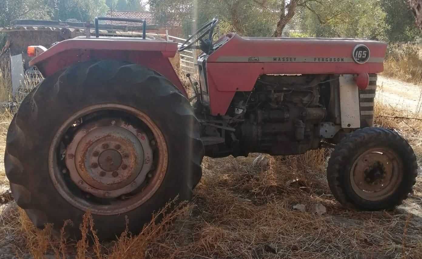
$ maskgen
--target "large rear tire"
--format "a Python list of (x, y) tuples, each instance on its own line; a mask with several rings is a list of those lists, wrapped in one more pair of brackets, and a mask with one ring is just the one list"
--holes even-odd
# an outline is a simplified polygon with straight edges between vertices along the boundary
[(344, 206), (377, 210), (401, 204), (412, 191), (417, 170), (406, 140), (391, 130), (371, 127), (343, 138), (327, 171), (331, 192)]
[[(199, 129), (189, 101), (158, 73), (114, 60), (83, 63), (46, 79), (22, 102), (8, 132), (6, 173), (18, 205), (38, 227), (51, 223), (58, 229), (70, 219), (73, 226), (68, 231), (78, 237), (82, 216), (89, 209), (102, 239), (123, 232), (126, 217), (130, 230), (136, 233), (177, 195), (179, 201), (191, 199), (202, 174)], [(110, 136), (115, 130), (121, 138)], [(80, 140), (76, 139), (84, 142), (84, 134), (96, 134), (92, 137), (100, 144), (94, 147), (85, 141), (86, 147), (110, 155), (100, 155), (105, 158), (100, 161), (98, 150), (89, 156), (87, 147), (80, 162), (98, 159), (99, 164), (92, 163), (81, 176), (77, 163), (73, 168), (68, 158), (76, 160), (76, 153), (69, 150), (79, 148)], [(138, 150), (130, 153), (134, 160), (122, 153), (126, 144), (125, 150)], [(113, 165), (115, 157), (119, 168)], [(125, 158), (128, 165), (122, 162)], [(108, 158), (111, 167), (96, 172), (107, 167), (100, 163)], [(150, 163), (147, 172), (140, 169)], [(125, 172), (128, 167), (136, 172)], [(138, 177), (140, 170), (143, 176)], [(94, 175), (97, 173), (100, 176)], [(102, 180), (97, 178), (108, 182), (99, 183), (95, 181)]]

## SET EXERCISE
Please copy out these lines verbatim, leaving the picture out of your reply.

## SOLUTION TO THIS TASK
$ maskgen
--target "large rear tire"
--format "a Python list of (x, y) tuples, each instance on its own line; a mask with several rings is a list of those lists, wrapped in one more pair of brackets, and a mask with one ring is just the one list"
--holes even-odd
# an outline is a simplified polygon with straight edges between vertices along the boundary
[(344, 206), (377, 210), (401, 204), (412, 191), (417, 170), (406, 140), (391, 130), (371, 127), (343, 138), (327, 171), (331, 192)]
[[(199, 129), (189, 101), (158, 73), (114, 60), (83, 63), (46, 79), (22, 102), (8, 132), (6, 173), (18, 205), (38, 227), (51, 223), (58, 229), (70, 219), (73, 226), (68, 231), (78, 237), (82, 216), (89, 209), (102, 239), (123, 232), (126, 217), (130, 230), (136, 233), (177, 195), (179, 201), (191, 199), (202, 174)], [(110, 136), (115, 130), (121, 138)], [(80, 140), (76, 139), (84, 142), (84, 134), (96, 134), (92, 137), (100, 144), (94, 147), (85, 141), (86, 147), (110, 155), (100, 155), (105, 158), (100, 161), (98, 150), (89, 156), (87, 147), (80, 162), (98, 159), (99, 164), (92, 163), (81, 176), (77, 163), (73, 168), (68, 158), (76, 160), (76, 153), (69, 150), (79, 148)], [(138, 150), (130, 153), (134, 160), (122, 153), (126, 144), (125, 150)], [(113, 165), (115, 157), (119, 168)], [(125, 158), (128, 165), (122, 162)], [(108, 158), (111, 167), (96, 172), (107, 167), (100, 163)], [(150, 163), (147, 172), (140, 169)], [(125, 172), (128, 167), (136, 172)], [(138, 177), (140, 170), (143, 176)], [(94, 175), (97, 173), (100, 176)], [(102, 180), (97, 178), (108, 182), (99, 183), (95, 181)]]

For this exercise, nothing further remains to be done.